#### [Task]
Read the records and gather each line that includes "stem".

■ ■ ■ ■ ■ ■ ■

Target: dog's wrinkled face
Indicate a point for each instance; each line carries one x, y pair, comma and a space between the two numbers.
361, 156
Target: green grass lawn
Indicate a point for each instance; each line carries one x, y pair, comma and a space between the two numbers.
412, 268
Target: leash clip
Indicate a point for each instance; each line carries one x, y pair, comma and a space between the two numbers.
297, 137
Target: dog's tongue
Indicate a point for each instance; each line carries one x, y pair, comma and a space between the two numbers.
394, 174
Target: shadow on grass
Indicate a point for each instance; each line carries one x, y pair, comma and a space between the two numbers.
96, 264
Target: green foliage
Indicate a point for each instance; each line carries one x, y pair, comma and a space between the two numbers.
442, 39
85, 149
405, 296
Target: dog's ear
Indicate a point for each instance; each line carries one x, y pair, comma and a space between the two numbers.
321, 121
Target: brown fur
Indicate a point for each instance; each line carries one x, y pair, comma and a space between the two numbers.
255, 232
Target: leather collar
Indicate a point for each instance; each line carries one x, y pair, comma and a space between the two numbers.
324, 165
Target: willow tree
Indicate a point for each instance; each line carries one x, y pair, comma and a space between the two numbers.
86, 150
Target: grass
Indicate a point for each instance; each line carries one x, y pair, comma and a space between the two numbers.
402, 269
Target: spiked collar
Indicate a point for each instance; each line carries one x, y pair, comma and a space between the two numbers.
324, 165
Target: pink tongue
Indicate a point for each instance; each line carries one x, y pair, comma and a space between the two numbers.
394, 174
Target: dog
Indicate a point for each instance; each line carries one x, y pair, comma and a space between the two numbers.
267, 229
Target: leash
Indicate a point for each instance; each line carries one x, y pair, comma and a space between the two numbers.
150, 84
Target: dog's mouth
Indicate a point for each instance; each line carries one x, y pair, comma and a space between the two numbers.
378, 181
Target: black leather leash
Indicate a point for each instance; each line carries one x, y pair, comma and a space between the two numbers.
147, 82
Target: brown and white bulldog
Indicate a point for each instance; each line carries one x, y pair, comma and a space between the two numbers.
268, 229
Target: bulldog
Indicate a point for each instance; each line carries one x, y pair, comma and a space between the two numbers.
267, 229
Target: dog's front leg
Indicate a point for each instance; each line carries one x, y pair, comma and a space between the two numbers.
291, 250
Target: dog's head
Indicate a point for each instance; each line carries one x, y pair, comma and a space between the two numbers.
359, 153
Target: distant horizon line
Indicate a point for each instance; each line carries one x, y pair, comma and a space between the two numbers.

■ ■ ■ ■ ■ ■ ■

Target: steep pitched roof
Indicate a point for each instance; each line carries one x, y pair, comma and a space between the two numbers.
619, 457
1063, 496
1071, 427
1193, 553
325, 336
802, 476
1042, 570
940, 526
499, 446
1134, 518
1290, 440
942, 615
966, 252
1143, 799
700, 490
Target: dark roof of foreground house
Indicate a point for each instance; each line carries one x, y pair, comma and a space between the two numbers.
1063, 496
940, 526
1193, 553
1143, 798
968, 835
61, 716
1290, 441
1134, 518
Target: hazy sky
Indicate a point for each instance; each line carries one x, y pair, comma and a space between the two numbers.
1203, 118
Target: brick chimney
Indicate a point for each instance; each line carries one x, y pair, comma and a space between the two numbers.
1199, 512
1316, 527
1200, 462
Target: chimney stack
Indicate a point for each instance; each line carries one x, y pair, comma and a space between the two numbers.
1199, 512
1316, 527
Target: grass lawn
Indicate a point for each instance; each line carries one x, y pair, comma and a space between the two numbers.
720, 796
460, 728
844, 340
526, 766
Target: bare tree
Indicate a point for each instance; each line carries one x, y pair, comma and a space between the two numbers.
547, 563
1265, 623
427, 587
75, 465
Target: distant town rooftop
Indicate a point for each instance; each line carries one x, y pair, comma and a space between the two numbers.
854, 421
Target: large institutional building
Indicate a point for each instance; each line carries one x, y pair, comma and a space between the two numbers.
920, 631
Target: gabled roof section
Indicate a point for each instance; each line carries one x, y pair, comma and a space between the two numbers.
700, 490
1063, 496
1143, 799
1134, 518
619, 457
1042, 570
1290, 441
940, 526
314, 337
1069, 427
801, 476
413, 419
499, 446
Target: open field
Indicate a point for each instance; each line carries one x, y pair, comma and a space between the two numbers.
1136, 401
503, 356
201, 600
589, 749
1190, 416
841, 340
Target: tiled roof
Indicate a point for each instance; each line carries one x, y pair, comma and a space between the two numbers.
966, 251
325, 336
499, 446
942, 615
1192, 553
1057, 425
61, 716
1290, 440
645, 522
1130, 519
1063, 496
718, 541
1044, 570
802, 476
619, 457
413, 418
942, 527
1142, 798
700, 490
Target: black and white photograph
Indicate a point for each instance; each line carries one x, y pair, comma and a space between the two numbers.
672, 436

■ ■ ■ ■ ■ ■ ■

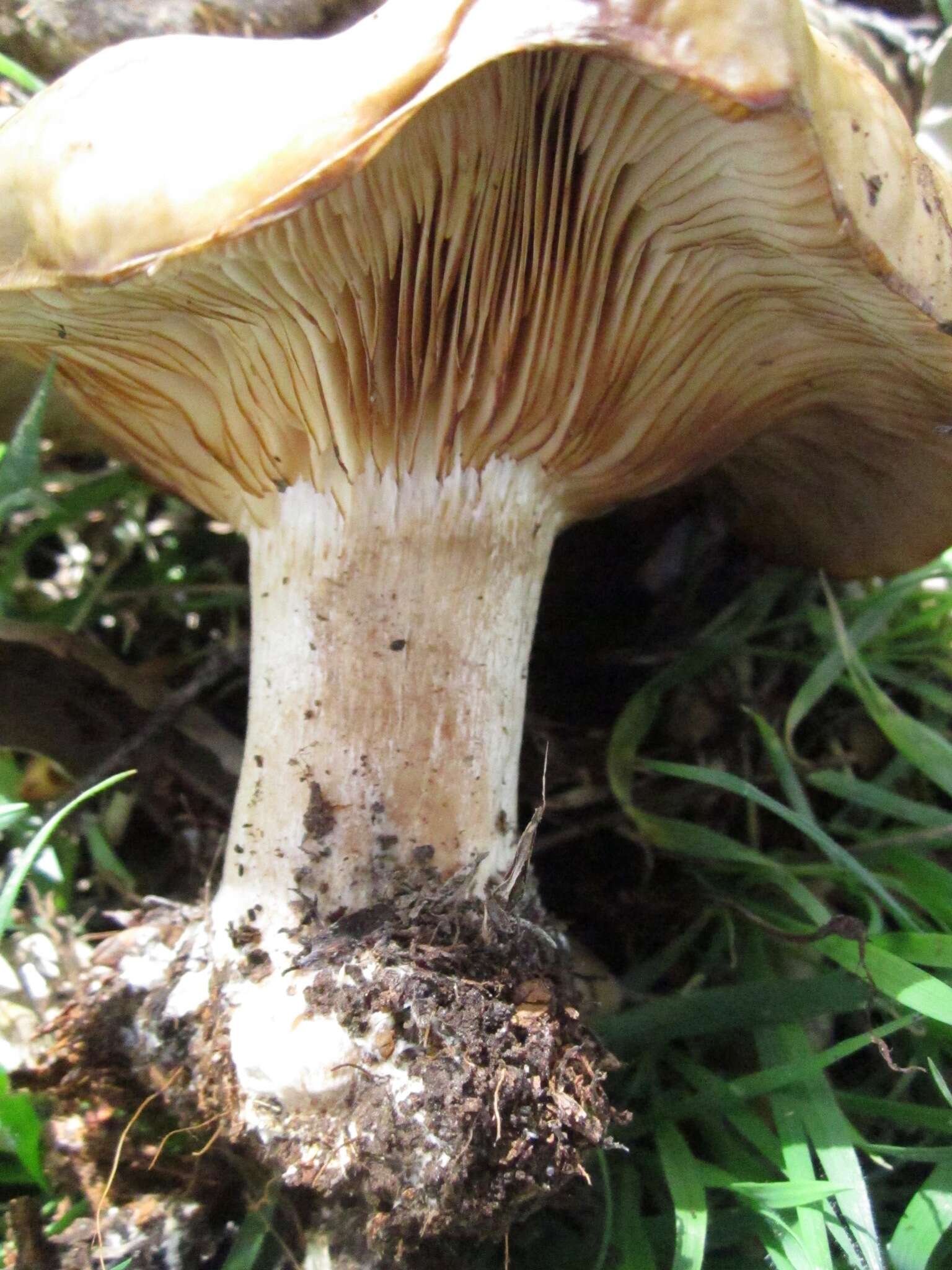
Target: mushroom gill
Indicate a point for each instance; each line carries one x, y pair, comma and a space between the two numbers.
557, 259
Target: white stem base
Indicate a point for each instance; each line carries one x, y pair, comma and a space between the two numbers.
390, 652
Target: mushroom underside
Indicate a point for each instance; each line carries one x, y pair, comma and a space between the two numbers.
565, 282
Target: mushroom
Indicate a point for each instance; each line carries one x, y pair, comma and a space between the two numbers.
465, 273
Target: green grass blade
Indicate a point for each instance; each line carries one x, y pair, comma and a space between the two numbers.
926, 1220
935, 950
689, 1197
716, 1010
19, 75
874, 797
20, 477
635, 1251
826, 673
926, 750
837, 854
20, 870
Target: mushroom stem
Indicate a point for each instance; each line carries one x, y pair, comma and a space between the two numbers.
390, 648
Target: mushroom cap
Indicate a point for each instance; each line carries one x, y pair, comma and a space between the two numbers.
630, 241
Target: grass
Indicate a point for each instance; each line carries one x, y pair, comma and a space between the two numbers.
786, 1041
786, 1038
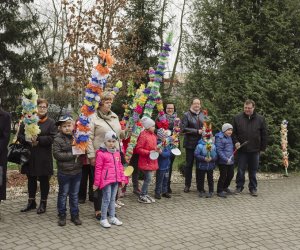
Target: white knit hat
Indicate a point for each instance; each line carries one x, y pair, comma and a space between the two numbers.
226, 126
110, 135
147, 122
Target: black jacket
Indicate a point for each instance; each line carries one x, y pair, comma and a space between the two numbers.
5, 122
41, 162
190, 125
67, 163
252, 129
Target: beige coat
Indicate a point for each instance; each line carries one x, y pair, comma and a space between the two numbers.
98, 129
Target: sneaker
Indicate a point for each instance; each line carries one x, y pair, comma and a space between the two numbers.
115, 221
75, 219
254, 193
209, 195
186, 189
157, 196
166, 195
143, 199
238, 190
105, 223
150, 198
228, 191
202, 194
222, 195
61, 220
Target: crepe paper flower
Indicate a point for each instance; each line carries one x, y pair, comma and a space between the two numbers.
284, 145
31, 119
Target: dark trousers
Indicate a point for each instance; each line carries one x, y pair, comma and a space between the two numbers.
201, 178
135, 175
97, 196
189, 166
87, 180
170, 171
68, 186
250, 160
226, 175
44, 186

■ ■ ■ ■ ■ ■ ■

#### [Response area]
Target: white stem base
Target: mushroom stem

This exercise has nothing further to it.